### Document section:
# Tuning hyperparameters of a MetaLearner with <code>MetaLearnerGridSearch</code>

Motivation
----------

We know that model selection and/or hyperparameter optimization (HPO) can
have massive impacts on the prediction quality in regular Machine
Learning. Yet, it seems that model selection and hyperparameter
optimization are  of substantial importance for CATE estimation with
MetaLearners, too, see e.g. [Machlanski et. al](https://arxiv.org/abs/2303.01412>).

However, model selection and HPO for MetaLearners look quite different from what we're used to from e.g. simple supervised learning problems. Concretely,

* In terms of a MetaLearners's option space, there are several levels
  to optimize for:

  1. The MetaLearner architecture, e.g. R-Learner vs DR-Learner
  2. The model to choose per base estimator of said MetaLearner architecture, e.g. ``LogisticRegression`` vs ``LGBMClassifier``
  3. The model hyperparameters per base model

*  On a conceptual level, it's not clear how to measure model quality
   for MetaLearners. As a proxy for the underlying quantity of
   interest one might look into base model performance, the R-Loss of
   the CATE estimates or some more elaborate approaches alluded to by
   [Machlanski et. al](https://arxiv.org/abs/2303.01412).

We think that HPO can be divided into two camps:

* Exploration of (hyperparameter, metric evaluation) pairs where the
  pairs do not influence each other (e.g. grid search, random search)

* Exploration of (hyperparameter, metric evaluation) pairs where the
  pairs do influence each other (e.g. Bayesian optimization,
  evolutionary algorithms); in other words, there is a feedback-loop between
  sample result and sample

In this example, we will illustrate the former and how one can make use of <a href="../../api_documentation/#metalearners.grid_search.MetaLearnerGridSearch"><code>MetaLearnerGridSearch</code></a> for it. For the latter please
refer to the [example on model selection with optuna](../example_optuna/).

Loading the data
----------------

Just like in our [example on estimating CATEs with a MetaLearner](../example_basic/), we will first load some experiment data:

In [2]:
import pandas as pd
from pathlib import Path
from git_root import git_root

df = pd.read_csv(git_root("data/learning_mindset.zip"))
outcome_column = "achievement_score"

### Supplied information:
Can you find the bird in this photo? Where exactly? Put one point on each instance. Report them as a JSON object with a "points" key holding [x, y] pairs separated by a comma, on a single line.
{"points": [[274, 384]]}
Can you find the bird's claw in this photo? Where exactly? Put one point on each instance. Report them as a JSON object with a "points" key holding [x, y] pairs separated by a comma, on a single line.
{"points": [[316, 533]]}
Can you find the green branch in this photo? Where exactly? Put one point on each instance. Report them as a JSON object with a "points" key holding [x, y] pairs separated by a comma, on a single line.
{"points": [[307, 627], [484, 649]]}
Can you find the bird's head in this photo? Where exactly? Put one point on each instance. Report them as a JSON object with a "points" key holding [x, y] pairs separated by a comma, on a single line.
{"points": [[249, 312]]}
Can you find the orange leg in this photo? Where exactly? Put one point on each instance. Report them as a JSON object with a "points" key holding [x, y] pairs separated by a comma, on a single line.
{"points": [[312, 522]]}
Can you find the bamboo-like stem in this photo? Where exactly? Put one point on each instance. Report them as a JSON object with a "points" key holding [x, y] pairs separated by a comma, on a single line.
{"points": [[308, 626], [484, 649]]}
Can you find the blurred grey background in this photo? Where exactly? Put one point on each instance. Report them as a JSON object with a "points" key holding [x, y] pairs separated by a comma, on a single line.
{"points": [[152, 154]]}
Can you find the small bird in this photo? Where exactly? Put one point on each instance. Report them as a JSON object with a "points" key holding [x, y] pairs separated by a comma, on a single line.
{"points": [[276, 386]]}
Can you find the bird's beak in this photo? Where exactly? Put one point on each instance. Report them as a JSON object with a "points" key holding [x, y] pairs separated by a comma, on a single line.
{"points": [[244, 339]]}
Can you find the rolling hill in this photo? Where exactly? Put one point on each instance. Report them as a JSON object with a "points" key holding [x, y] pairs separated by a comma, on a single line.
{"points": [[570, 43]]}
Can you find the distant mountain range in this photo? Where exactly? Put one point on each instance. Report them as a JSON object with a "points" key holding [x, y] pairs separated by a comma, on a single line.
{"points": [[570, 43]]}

### Request:
Please reproduce the MetaLearner tuning page from "1. The MetaLearner" to "[Machlanski et. al](https://arxiv.org/abs/2303.01412).", substituting "component model" for "base model". Rely only on the MetaLearner tuning page, not on the data.

### Finished answer:
1. The MetaLearner architecture, e.g. R-Learner vs DR-Learner
  2. The model to choose per base estimator of said MetaLearner architecture, e.g. ``LogisticRegression`` vs ``LGBMClassifier``
  3. The model hyperparameters per component model

*  On a conceptual level, it's not clear how to measure model quality
   for MetaLearners. As a proxy for the underlying quantity of
   interest one might look into component model performance, the R-Loss of
   the CATE estimates or some more elaborate approaches alluded to by
   [Machlanski et. al](https://arxiv.org/abs/2303.01412).